#### WHAT YOU SHOULD DO:
Reproduce every entry exactly as written.

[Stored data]
---------------
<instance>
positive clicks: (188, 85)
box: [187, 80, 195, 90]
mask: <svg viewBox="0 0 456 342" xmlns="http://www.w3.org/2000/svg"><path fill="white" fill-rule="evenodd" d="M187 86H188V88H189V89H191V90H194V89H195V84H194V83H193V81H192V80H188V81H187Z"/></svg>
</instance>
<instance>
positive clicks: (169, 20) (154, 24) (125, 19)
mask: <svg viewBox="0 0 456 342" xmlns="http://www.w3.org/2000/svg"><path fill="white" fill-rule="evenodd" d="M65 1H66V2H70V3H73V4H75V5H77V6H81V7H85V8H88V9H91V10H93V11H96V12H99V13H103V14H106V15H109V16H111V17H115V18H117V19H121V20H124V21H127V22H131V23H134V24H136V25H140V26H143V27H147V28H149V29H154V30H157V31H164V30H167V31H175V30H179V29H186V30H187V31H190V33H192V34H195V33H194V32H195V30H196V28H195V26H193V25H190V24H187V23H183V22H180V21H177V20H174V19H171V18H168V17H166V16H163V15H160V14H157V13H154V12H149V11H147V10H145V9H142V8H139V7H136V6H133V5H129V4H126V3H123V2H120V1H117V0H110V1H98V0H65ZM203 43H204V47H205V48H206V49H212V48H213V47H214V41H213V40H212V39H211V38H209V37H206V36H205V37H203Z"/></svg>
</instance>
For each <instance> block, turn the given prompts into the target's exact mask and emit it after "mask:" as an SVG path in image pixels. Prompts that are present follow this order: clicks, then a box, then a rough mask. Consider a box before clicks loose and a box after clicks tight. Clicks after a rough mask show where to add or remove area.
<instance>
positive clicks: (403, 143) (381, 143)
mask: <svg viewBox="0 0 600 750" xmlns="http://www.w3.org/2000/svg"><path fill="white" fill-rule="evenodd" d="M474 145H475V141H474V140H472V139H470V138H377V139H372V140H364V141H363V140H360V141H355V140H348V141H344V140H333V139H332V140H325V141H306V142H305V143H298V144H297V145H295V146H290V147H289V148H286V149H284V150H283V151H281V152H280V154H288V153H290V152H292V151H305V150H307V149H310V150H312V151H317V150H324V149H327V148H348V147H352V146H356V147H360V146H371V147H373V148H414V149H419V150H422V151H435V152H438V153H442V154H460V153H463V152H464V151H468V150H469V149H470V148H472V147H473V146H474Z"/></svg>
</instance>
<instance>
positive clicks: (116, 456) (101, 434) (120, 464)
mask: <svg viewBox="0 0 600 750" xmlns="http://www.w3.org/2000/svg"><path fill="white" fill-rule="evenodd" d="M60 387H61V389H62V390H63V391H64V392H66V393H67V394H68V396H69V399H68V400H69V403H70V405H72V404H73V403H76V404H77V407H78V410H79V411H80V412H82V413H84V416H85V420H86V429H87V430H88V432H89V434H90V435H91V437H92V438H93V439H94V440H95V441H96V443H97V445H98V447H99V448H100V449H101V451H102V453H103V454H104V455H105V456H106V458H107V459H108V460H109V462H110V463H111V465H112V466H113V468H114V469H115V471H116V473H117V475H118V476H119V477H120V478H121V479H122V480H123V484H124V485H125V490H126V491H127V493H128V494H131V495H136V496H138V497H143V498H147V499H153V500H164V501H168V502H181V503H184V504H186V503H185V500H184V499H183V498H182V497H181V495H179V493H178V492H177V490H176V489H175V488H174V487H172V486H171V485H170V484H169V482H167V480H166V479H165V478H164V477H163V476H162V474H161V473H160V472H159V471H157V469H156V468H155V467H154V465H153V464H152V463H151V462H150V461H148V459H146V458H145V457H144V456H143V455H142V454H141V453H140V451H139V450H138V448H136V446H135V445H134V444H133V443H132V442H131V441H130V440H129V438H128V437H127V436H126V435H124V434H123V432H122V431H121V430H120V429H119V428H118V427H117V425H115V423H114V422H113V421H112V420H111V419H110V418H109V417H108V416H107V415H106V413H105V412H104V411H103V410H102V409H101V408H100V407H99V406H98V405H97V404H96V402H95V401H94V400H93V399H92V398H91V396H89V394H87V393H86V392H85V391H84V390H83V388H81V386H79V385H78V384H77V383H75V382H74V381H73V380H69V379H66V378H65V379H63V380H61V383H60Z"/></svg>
---------------
#### ANSWER TO THIS PROBLEM:
<instance>
positive clicks: (188, 85)
box: [187, 80, 195, 90]
mask: <svg viewBox="0 0 456 342" xmlns="http://www.w3.org/2000/svg"><path fill="white" fill-rule="evenodd" d="M187 86H188V88H189V89H191V90H194V89H195V84H194V83H193V81H192V80H188V81H187Z"/></svg>
</instance>
<instance>
positive clicks: (169, 20) (154, 24) (125, 19)
mask: <svg viewBox="0 0 456 342" xmlns="http://www.w3.org/2000/svg"><path fill="white" fill-rule="evenodd" d="M65 1H66V2H70V3H73V4H75V5H77V6H81V7H85V8H88V9H91V10H93V11H96V12H99V13H103V14H106V15H109V16H111V17H115V18H117V19H121V20H124V21H127V22H131V23H134V24H136V25H140V26H143V27H147V28H149V29H154V30H157V31H164V30H167V31H175V30H179V29H186V30H187V31H190V33H192V34H195V33H194V32H195V30H196V28H195V26H193V25H190V24H187V23H183V22H180V21H177V20H174V19H171V18H168V17H166V16H163V15H160V14H157V13H154V12H149V11H147V10H145V9H142V8H139V7H136V6H133V5H129V4H126V3H123V2H120V1H117V0H110V1H98V0H65ZM203 43H204V47H205V48H206V49H212V48H213V47H214V41H213V40H212V39H211V38H209V37H206V36H205V37H203Z"/></svg>
</instance>
For each <instance> block, turn the given prompts into the target's exact mask and emit it after "mask:" as an SVG path in image pixels. Prompts that are present follow this order: clicks, then a box, then a rough mask. Consider a box before clicks loose and a box after clicks tight. Clicks after a rough mask show where to add or remove area.
<instance>
positive clicks: (403, 143) (381, 143)
mask: <svg viewBox="0 0 600 750" xmlns="http://www.w3.org/2000/svg"><path fill="white" fill-rule="evenodd" d="M474 145H475V141H474V140H472V139H470V138H377V139H372V140H364V141H363V140H360V141H355V140H348V141H344V140H333V139H332V140H325V141H306V142H305V143H298V144H297V145H295V146H290V147H289V148H286V149H284V150H283V151H281V152H280V154H288V153H290V152H292V151H305V150H307V149H310V150H312V151H317V150H324V149H327V148H348V147H352V146H356V147H360V146H371V147H373V148H414V149H419V150H422V151H435V152H438V153H442V154H460V153H463V152H464V151H468V150H469V149H470V148H472V147H473V146H474Z"/></svg>
</instance>
<instance>
positive clicks: (116, 456) (101, 434) (120, 464)
mask: <svg viewBox="0 0 600 750" xmlns="http://www.w3.org/2000/svg"><path fill="white" fill-rule="evenodd" d="M60 387H61V389H62V390H63V391H64V392H66V393H67V394H68V396H69V399H68V400H69V403H70V405H72V404H73V403H76V404H77V407H78V410H79V411H80V412H82V413H84V416H85V420H86V429H87V430H88V432H89V434H90V435H91V437H92V438H93V439H94V440H95V441H96V443H97V445H98V447H99V448H100V449H101V451H102V453H103V454H104V455H105V456H106V458H107V459H108V460H109V462H110V463H111V465H112V466H113V468H114V469H115V471H116V473H117V475H118V476H119V477H120V478H121V479H122V480H123V484H124V485H125V490H126V491H127V493H128V494H131V495H136V496H138V497H143V498H147V499H153V500H164V501H168V502H181V503H184V504H186V503H185V500H184V499H183V498H182V497H181V495H179V493H178V492H177V490H176V489H175V488H174V487H172V486H171V485H170V484H169V482H167V480H166V479H165V478H164V477H163V476H162V474H161V473H160V472H159V471H157V469H156V468H155V467H154V465H153V464H152V463H151V462H150V461H148V459H146V458H145V457H144V456H143V455H142V454H141V453H140V451H139V450H138V448H136V446H135V445H134V444H133V443H132V442H131V441H130V440H129V438H128V437H127V436H126V435H124V434H123V432H122V431H121V430H120V429H119V428H118V427H117V425H115V423H114V422H113V421H112V420H111V419H110V418H109V417H108V416H107V415H106V413H105V412H104V411H103V410H102V409H101V408H100V407H99V406H98V405H97V404H96V402H95V401H94V400H93V399H92V398H91V396H89V394H87V393H86V392H85V391H84V390H83V388H81V386H79V385H78V384H77V383H75V382H74V381H73V380H69V379H66V378H65V379H63V380H61V383H60Z"/></svg>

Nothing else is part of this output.